▶ [GIVEN INSTRUCTION]: Rewrite the lines of the listing from the line containing "TARGET = bare soil" through the end of the listing, substituting "wooden bench" for "stone bench" and leaving everything else unchanged.

▶ [Source data]:
-- BEGIN --
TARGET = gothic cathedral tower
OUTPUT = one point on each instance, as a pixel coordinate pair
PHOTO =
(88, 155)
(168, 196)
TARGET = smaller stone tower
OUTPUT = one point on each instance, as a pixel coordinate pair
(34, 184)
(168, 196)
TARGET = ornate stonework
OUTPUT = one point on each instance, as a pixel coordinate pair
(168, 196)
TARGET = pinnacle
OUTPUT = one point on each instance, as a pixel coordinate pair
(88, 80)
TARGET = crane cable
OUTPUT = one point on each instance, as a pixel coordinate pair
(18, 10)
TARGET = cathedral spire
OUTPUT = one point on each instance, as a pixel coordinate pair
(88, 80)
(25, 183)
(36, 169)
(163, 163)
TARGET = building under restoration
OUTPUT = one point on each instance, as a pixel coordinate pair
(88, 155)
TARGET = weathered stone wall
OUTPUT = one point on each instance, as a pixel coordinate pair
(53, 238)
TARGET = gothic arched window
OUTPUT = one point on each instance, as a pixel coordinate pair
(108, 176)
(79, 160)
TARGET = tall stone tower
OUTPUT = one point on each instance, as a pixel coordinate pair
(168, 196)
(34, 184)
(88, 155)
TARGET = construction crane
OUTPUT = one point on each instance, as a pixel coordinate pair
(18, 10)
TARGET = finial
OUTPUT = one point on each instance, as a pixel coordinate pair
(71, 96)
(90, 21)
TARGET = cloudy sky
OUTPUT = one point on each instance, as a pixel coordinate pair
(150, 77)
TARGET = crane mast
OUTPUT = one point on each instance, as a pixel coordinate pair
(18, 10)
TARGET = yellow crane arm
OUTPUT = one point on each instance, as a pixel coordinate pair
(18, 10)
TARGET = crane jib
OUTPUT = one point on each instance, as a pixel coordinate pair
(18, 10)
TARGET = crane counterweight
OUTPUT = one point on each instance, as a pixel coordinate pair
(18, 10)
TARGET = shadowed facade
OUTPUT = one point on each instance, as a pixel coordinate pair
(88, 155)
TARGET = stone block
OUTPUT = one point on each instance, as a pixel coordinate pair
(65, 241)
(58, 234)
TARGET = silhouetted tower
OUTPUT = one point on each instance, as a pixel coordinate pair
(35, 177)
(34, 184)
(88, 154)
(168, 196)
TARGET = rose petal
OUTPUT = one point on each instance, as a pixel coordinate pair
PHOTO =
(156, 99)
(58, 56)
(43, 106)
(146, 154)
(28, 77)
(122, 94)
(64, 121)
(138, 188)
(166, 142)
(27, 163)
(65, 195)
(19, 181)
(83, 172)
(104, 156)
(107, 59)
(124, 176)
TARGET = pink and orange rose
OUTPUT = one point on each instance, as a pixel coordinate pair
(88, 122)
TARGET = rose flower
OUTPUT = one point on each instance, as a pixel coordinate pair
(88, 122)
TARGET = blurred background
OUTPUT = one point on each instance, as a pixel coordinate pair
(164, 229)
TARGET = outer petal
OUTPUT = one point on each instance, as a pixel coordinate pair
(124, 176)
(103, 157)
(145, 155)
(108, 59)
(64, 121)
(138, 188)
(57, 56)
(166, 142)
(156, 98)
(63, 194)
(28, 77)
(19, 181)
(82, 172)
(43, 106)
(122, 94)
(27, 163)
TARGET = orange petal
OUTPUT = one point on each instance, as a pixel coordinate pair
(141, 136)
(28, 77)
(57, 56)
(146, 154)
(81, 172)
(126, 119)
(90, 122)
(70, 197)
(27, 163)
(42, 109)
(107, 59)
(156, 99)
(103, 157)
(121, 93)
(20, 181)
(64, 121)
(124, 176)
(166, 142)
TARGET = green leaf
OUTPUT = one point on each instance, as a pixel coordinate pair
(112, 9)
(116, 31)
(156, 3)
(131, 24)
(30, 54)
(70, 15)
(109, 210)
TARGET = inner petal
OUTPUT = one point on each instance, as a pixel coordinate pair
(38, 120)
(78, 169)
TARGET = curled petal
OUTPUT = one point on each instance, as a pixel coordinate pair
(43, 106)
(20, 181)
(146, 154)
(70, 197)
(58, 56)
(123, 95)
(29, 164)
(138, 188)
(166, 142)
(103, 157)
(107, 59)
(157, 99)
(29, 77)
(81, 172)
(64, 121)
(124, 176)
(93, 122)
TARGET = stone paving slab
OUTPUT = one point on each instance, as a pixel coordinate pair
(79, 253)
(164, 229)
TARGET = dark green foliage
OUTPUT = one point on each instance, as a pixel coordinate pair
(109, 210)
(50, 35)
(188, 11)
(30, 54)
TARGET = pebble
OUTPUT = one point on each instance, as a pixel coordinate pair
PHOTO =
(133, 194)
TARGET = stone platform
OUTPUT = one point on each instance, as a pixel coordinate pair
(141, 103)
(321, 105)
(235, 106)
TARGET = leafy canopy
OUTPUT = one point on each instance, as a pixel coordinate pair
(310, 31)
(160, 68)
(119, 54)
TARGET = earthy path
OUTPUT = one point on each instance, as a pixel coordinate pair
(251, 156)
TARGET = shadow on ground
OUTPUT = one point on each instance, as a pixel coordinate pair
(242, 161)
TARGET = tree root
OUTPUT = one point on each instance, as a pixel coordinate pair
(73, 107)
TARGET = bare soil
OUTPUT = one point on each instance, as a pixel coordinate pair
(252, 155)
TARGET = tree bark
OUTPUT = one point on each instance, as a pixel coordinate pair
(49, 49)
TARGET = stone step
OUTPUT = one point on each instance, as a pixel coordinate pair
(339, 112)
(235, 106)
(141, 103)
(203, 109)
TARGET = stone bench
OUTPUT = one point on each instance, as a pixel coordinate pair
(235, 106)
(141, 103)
-- END --
▶ [EXPECTED ANSWER]:
TARGET = bare soil
OUTPUT = one point on each instance, as a pixel coordinate pair
(252, 155)
TARGET = tree bark
OUTPUT = one point on each instance, as a pixel coordinate pair
(49, 49)
TARGET = stone step
OUTPUT = one point on each instance, as a pixel coordinate pair
(339, 112)
(235, 106)
(141, 103)
(203, 109)
TARGET = wooden bench
OUTPUT = one point on each instance, as a pixel coordinate pair
(235, 106)
(141, 103)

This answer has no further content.